▶ [Stated goal]
Present the data once more in exactly its original form.

───── Listing

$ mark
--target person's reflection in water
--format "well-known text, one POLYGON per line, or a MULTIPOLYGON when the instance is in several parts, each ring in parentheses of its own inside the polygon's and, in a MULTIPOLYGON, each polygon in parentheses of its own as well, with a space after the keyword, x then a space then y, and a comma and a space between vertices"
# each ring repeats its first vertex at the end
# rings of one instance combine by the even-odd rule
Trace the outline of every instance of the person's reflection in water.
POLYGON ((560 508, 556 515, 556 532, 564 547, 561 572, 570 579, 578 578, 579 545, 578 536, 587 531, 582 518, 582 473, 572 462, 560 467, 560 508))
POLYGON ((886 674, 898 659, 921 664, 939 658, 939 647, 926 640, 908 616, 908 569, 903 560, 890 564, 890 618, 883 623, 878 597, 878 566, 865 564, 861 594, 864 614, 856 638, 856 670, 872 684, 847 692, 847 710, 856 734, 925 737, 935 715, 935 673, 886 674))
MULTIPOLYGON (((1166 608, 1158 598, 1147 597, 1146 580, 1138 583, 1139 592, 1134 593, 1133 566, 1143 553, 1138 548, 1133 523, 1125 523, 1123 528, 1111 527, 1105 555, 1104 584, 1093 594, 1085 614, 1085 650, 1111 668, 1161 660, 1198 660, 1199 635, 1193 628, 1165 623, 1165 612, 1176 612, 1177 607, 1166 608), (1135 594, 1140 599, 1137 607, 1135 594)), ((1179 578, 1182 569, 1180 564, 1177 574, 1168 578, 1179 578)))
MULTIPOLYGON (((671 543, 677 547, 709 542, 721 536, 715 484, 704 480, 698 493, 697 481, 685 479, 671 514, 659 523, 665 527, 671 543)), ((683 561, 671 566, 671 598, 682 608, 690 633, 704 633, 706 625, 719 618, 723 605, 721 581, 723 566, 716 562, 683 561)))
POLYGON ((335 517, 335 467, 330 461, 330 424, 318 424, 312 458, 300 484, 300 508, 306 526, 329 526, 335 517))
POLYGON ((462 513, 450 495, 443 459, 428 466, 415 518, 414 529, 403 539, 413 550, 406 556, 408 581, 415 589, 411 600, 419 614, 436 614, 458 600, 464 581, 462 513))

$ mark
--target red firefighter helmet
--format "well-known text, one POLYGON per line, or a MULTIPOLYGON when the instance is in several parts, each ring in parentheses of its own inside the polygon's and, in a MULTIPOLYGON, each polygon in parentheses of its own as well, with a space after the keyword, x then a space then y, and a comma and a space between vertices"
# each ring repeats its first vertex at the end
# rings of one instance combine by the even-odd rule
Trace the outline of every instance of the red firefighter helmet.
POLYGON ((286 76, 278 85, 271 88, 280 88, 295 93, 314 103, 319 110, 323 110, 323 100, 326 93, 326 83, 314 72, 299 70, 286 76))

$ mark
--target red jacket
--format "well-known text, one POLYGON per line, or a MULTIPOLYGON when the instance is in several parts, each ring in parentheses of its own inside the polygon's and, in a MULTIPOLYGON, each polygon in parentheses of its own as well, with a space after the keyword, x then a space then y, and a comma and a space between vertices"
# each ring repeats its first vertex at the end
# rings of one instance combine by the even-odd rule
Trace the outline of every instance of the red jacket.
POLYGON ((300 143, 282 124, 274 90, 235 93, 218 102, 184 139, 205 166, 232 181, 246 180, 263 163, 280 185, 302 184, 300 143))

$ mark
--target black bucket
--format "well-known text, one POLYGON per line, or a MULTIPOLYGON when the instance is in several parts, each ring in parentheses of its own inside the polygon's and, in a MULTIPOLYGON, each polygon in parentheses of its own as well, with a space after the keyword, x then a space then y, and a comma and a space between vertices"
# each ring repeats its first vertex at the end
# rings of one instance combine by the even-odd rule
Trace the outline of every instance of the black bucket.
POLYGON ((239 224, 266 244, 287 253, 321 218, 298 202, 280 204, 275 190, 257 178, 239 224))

──────────

▶ [Task solution]
$ mark
--target person's reflection in water
--format "well-known text, one POLYGON per line, or a MULTIPOLYGON when the instance is in several parts, each ring in parentheses of its own inside the polygon's and, in a MULTIPOLYGON, each polygon in parentheses of its own as well, with a space after the keyword, x then a space then y, and a comma and a space between vertices"
# each ring repeats its first vertex at the end
# rings of one instance combine by the even-odd rule
Trace the outline of every instance of the person's reflection in water.
POLYGON ((560 508, 556 515, 556 532, 564 547, 561 572, 570 579, 578 578, 579 545, 578 536, 587 531, 582 518, 582 473, 572 462, 560 467, 560 508))
POLYGON ((886 674, 898 659, 921 664, 939 658, 939 647, 926 640, 908 616, 908 569, 903 560, 890 564, 890 618, 883 623, 878 597, 878 566, 865 564, 861 594, 864 614, 856 638, 856 670, 872 684, 847 692, 847 710, 856 734, 925 737, 935 715, 935 673, 886 674))
MULTIPOLYGON (((1166 608, 1158 598, 1147 597, 1146 580, 1138 583, 1139 592, 1134 593, 1133 566, 1143 553, 1138 548, 1133 523, 1125 523, 1123 528, 1111 527, 1105 555, 1104 584, 1093 594, 1085 614, 1085 650, 1111 668, 1161 660, 1198 660, 1199 635, 1193 628, 1165 623, 1165 612, 1176 612, 1177 607, 1166 608), (1135 594, 1140 599, 1137 607, 1135 594)), ((1179 578, 1182 569, 1180 564, 1177 574, 1168 578, 1179 578)))
MULTIPOLYGON (((671 543, 677 547, 709 542, 721 536, 715 484, 704 480, 698 493, 697 481, 685 479, 671 514, 659 523, 665 527, 671 543)), ((683 561, 671 566, 671 598, 682 608, 690 633, 704 633, 706 625, 719 618, 723 605, 721 581, 723 566, 716 562, 683 561)))
POLYGON ((335 517, 335 467, 330 461, 330 424, 318 424, 312 458, 300 484, 300 508, 306 526, 329 526, 335 517))
POLYGON ((462 513, 450 495, 443 459, 428 466, 415 518, 414 529, 403 539, 413 550, 406 556, 408 581, 415 589, 411 600, 419 614, 436 614, 458 600, 464 581, 462 513))

$ mark
--target red firefighter helmet
--format "well-known text, one POLYGON per line, or a MULTIPOLYGON when the instance is in several parts, each ring in parentheses of its own inside the polygon's and, in a MULTIPOLYGON, each polygon in parentheses of its own as well, with a space after the keyword, x then a space then y, and a comma and a space between vertices"
# each ring repeats its first vertex at the end
# rings of one instance combine by the even-odd rule
Trace the outline of every instance of the red firefighter helmet.
POLYGON ((286 76, 278 85, 271 88, 280 88, 295 93, 314 103, 319 110, 323 110, 323 100, 326 93, 326 83, 314 72, 299 70, 286 76))

$ mark
--target red jacket
--format "well-known text, one POLYGON per line, or a MULTIPOLYGON when the instance is in several parts, each ring in parentheses of its own inside the polygon's and, in a MULTIPOLYGON, each polygon in parentheses of its own as well, with a space after the keyword, x then a space then y, and a comma and a space between vertices"
# each ring repeats its first vertex at the end
# rings of one instance combine by the even-odd rule
Trace the outline of every instance of the red jacket.
POLYGON ((300 143, 282 124, 274 90, 235 93, 218 102, 184 139, 205 166, 232 181, 246 180, 263 163, 280 185, 302 184, 300 143))

$ mark
--target black bucket
--format "well-known text, one POLYGON per line, or a MULTIPOLYGON when the instance is in several parts, each ring in parentheses of its own inside the polygon's and, in a MULTIPOLYGON, each polygon in parentheses of its own as well, with a space after the keyword, x then a space then y, and a comma and a space between vertices"
# each ring repeats its first vertex at the end
# rings of one instance combine by the even-odd rule
Trace the outline of every instance of the black bucket.
POLYGON ((239 224, 266 244, 287 253, 321 218, 298 202, 280 204, 275 190, 257 178, 239 224))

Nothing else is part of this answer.